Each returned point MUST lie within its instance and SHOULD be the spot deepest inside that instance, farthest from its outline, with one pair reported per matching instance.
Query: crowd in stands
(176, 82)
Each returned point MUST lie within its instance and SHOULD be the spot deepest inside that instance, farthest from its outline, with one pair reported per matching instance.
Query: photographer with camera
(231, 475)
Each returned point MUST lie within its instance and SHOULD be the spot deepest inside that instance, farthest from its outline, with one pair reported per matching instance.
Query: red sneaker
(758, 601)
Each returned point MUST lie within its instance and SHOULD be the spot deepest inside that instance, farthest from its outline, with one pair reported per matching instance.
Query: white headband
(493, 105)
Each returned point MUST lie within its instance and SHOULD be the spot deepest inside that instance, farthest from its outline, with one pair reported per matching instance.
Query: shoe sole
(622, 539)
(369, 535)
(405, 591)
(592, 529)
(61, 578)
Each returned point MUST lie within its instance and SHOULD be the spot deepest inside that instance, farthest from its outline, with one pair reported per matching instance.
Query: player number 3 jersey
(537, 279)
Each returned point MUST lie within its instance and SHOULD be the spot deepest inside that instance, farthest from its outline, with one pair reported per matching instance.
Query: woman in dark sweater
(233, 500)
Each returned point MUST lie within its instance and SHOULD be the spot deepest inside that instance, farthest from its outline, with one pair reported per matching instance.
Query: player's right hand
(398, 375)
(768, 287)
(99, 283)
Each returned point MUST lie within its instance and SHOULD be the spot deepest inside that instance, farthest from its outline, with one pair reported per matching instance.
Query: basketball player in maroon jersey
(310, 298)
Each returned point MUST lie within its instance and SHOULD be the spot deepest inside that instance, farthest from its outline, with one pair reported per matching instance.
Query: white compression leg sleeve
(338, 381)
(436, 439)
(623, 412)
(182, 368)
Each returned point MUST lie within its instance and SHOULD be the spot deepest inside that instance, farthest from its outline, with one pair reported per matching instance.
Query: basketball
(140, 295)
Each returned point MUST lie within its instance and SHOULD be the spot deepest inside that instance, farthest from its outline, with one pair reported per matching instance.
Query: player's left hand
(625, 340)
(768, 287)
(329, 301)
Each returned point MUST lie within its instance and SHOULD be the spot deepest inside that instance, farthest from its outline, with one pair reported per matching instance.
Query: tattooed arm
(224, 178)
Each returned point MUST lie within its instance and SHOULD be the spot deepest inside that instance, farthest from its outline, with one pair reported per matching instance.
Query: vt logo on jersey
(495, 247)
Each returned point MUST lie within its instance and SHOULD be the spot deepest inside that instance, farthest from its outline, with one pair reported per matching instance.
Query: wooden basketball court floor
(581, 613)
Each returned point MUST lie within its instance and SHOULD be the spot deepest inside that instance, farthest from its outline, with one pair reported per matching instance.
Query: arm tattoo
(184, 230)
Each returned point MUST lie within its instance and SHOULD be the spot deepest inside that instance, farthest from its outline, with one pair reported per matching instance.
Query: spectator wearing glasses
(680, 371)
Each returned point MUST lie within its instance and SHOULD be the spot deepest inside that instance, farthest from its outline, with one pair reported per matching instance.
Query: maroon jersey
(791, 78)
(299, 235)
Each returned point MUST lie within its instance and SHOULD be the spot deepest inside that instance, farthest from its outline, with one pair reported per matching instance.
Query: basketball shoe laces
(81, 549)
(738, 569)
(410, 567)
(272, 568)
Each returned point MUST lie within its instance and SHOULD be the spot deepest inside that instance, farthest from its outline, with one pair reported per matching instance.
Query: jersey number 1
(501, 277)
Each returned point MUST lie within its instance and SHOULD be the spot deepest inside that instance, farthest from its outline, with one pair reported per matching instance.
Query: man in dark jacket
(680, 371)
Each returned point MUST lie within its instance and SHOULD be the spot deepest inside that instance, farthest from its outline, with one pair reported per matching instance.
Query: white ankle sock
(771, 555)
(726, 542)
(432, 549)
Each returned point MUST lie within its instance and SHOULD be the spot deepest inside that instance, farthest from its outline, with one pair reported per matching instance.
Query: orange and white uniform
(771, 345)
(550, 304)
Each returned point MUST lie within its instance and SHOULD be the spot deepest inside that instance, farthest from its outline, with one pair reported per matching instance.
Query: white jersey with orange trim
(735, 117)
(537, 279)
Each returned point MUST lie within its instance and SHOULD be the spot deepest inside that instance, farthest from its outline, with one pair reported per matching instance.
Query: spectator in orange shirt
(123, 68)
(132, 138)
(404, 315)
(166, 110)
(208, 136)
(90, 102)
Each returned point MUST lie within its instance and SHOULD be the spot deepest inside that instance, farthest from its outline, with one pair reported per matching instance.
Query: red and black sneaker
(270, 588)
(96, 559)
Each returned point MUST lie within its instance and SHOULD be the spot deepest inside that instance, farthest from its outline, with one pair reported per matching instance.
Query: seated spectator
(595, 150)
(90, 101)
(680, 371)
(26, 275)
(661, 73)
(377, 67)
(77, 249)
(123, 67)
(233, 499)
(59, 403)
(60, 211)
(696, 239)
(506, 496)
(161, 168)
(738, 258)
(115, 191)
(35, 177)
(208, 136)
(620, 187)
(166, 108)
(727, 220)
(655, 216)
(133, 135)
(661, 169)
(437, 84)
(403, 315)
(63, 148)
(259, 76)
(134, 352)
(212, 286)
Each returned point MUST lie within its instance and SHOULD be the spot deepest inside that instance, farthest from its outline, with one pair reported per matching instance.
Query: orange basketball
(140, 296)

+--

Every line of data must be returned unchanged.

= SOLVED PROBLEM =
Each returned point MUST lie within its instance and SHOULD be the spot deepest inside that instance, farthest from its outline, with one pair reported per matching instance.
Query: crowd in stands
(176, 82)
Each returned point MUST lie within its instance and SHOULD be the spot deepest inside that instance, farthest from its outline, with one pair reported per matching instance.
Query: photographer with camera
(231, 475)
Each returned point MUST lie within its instance and SHOULD be the spot deepest inside that instance, farthest from its outline, with one pair reported per matching instance.
Query: red sneaker
(758, 601)
Each returned point MUST lie within its instance and SHOULD be the spot deepest inside that instance, farthest from its outline, with one pair reported per matching instance.
Query: white headband
(493, 105)
Each returned point MUST lie within its instance and SHOULD be the spot deepest inside that instance, farthest from its outline, with one pair reported per matching instance.
Query: shoe sole
(622, 539)
(369, 535)
(405, 591)
(592, 529)
(61, 578)
Each returned point MUST lie within its instance and SHOULD be the spot deepest inside that instance, farthest from its outline, with one pair reported per matching instance.
Query: player number 3 jersey
(537, 279)
Each returned point MUST lie within its instance and SHOULD be the spot deepest inside that instance, farthest from its outline, with one pair reported per matching instance.
Query: woman in dark sweater
(233, 500)
Each returned point MUST lie within its instance and SHOULD be the spot deepest inside that instance, farthest from its outline, with one pair reported per matching instance.
Query: player's right hand
(398, 375)
(768, 287)
(99, 283)
Each returned point MUST lie within its instance and SHOULD be the spot deepest inside that instance, farthest from its outline, with one pair reported per matching instance.
Query: basketball player in maroon jersey
(310, 298)
Each returned point MUST lie within its instance and SHOULD be the spot deepest inside that instance, farthest from its outline, with one pair reported per matching instance.
Query: white compression leg sleeve
(338, 381)
(436, 439)
(623, 412)
(182, 368)
Each returned point MUST lie within its instance and SHOULD be the spot deepest inside that instance, farthest from its outline, with one pair reported per matching instance.
Query: basketball
(140, 295)
Each returned point MUST lie within its instance and SHOULD be the spot deepest inside that instance, farthest from its outline, with one pair reported per matching instance.
Query: player's left hand
(625, 340)
(768, 287)
(329, 301)
Each returned point MUST lie within its instance and SHOULD be the spot deepest inside that instance, farthest from its outline, with one pair reported per matching instance.
Query: tattooed arm
(224, 178)
Each returned point MUST lie within its instance and SHOULD be the spot deepest inside that instance, farthest from its outline, with one pair reported per matching instance.
Query: vt logo on jersey
(495, 247)
Each returned point MUST lie within its instance and SHOULD be the spot deepest inside that instance, farthest from its outline, with one pair reported per matching instance.
Query: wooden basketball court floor
(581, 613)
Each returned point MUST lie within its instance and SHOULD be the spot deepest inside that instance, farthest from its outline, with one pair reported per matching instance.
Query: arm tattoo
(184, 230)
Each returned point MUST lie within its instance and SHOULD be the spot deepest inside that instance, farthest from its outline, with one pair reported per matching instance.
Query: spectator wearing glasses
(680, 371)
Each returned point MUST lie within its instance and SHOULD be the spot deepest inside that instance, farthest from its outline, with one pair reported per matching instance.
Query: maroon jersey
(791, 78)
(299, 235)
Each returned point MUST lie within its instance and SHOULD be the spot deepest inside that instance, farthest from its outline, with one pair reported per matching instance.
Query: basketball shoe laces
(81, 549)
(738, 569)
(410, 567)
(272, 568)
Each returned point MUST lie within its instance and SHOULD be the spot deepest inside that instance, farthest from its outline, with one pair reported per matching instance.
Query: jersey number 1
(501, 277)
Each returned point MUST lie within its instance and SHOULD be the spot deepest inside that instance, farthest from its outline, with one pair reported per matching instance.
Query: man in dark jacket
(680, 371)
Each returned point MUST lie within its instance and SHOULD be the spot deepest inside that instance, farthest from its outline, with one pair reported per matching instance.
Query: white ankle sock
(771, 555)
(726, 542)
(432, 549)
Each returned point MUST lie within its instance and SHOULD be the spot deepest inside that instance, farthest from its outline, with one pair reported per matching instance.
Query: orange and white uniform
(771, 345)
(550, 304)
Each returned point MUST lie within its instance and SHOULD be the spot deepest inside that instance, farthest from its outline, with one pair reported per matching instance.
Query: white jersey with orange trim
(735, 117)
(537, 279)
Each returned point MUST lie within its instance and SHOULD be the spot deepest inside that instance, farthest from its outline, with one pair reported per matching instance.
Query: spectator in orange shirt
(123, 68)
(132, 138)
(404, 315)
(166, 110)
(208, 136)
(90, 102)
Each returned point MUST lie within its instance and SHOULD be the spot deepest inside that instance, farthest from its outline, with one pair reported per matching instance.
Query: red and black sneaker
(270, 588)
(96, 559)
Each returned point MUST lie within its instance and SHOULD be the spot deepest inside that instance, farthest from its outline, with one pair reported per matching instance.
Query: seated spectator
(595, 150)
(90, 101)
(680, 371)
(26, 275)
(661, 73)
(377, 67)
(77, 249)
(123, 67)
(233, 499)
(59, 403)
(60, 211)
(696, 239)
(506, 496)
(161, 168)
(738, 258)
(115, 191)
(35, 177)
(208, 136)
(620, 187)
(166, 108)
(727, 220)
(655, 216)
(133, 135)
(661, 169)
(437, 84)
(403, 315)
(63, 148)
(259, 76)
(134, 352)
(212, 286)
Each returned point MUST lie within its instance and SHOULD be the spot deepest inside that instance, farthest from its outline, with one pair reported per matching instance.
Query: orange basketball
(140, 296)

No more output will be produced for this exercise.